• Excerpted passage:
In common with all designated Wilderness Areas, the Withington Wilderness is undeveloped and is closed to all forms of mechanized transport. A little visited area, particularly in comparison to the nearby Apache Kid Wilderness, the Wilderness can be accessed for hiking and Leave-No-Trace primitive camping via two trail-heads on the eastern border of the Wilderness. These trail-heads offer access to a pair of trails that traverse the area east-to-west, the 4.4 mile Trail 437, The Water Canyon Trail and the 6.2 mile Trail 438, The Potato Canyon Trail. Both trail-heads can be reached from Magdalena by traveling south on NM 107 for approximately 18 miles, before turning west onto Forest Road 52 and going three miles before turning south onto Forest Road 56. The trail-head for the Potato Canyon Trail is 2.5 miles from the junction with Forest Road 52 and the Water Canyon Trail trail-head is 6.5 miles, near the gated end of Forest Road 56.

• Data listing:
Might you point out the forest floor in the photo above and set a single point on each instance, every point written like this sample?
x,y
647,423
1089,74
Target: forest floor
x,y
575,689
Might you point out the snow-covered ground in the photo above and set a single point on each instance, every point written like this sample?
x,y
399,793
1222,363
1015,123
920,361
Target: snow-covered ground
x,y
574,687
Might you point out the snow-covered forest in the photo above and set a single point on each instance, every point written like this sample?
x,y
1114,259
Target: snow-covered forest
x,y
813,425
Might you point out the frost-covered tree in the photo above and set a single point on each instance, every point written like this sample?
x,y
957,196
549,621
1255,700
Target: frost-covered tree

---

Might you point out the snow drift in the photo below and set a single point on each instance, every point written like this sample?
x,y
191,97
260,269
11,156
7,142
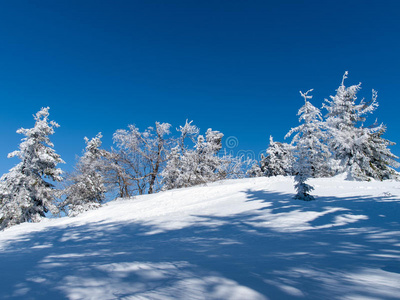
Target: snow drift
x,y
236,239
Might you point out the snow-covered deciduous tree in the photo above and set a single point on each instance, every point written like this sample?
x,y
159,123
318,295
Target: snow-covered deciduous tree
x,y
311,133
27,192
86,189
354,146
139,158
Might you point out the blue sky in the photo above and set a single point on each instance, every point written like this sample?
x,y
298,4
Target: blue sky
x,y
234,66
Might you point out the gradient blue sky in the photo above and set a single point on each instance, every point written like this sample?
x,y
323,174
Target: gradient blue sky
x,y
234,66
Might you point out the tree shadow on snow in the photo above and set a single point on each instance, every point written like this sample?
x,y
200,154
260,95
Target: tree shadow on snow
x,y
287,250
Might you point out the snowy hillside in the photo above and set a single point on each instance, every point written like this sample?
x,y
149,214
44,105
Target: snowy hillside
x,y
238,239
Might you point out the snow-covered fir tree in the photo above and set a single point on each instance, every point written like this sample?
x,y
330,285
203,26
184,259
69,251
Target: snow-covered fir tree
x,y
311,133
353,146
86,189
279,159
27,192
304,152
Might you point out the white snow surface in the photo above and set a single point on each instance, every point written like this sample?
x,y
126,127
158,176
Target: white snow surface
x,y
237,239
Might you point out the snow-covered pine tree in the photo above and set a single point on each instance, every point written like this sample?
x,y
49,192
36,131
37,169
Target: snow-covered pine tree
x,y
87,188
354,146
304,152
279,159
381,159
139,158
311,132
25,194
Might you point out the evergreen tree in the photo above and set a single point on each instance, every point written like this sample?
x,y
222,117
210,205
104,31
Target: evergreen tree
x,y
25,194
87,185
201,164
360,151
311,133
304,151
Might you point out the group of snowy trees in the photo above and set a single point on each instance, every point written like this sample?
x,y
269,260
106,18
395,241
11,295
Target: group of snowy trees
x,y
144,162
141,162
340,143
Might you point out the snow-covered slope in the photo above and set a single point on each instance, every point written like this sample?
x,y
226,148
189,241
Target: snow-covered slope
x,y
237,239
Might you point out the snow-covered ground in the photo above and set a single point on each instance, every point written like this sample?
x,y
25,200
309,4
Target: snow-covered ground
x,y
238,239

• Actions to take:
A. How long is Trail 438, the Potato Canyon Trail, according to the Withington Wilderness passage?
B. Pick up the passage on the Withington Wilderness after its last sentence and continue it.

• Results of the tasks:
A. 6.2 miles.

B.
==Nearby attractions==
The 8,039-acre White Cap Inventoried Roadless Area is directly adjacent to the Withington Wilderness. The Apache Kid Wilderness, also in the San Mateo Mountains, lies due south of the Withington Wilderness. To the north of the Withington Wilderness and San Mateo Mountains is the Very Large Array radio telescope observatory.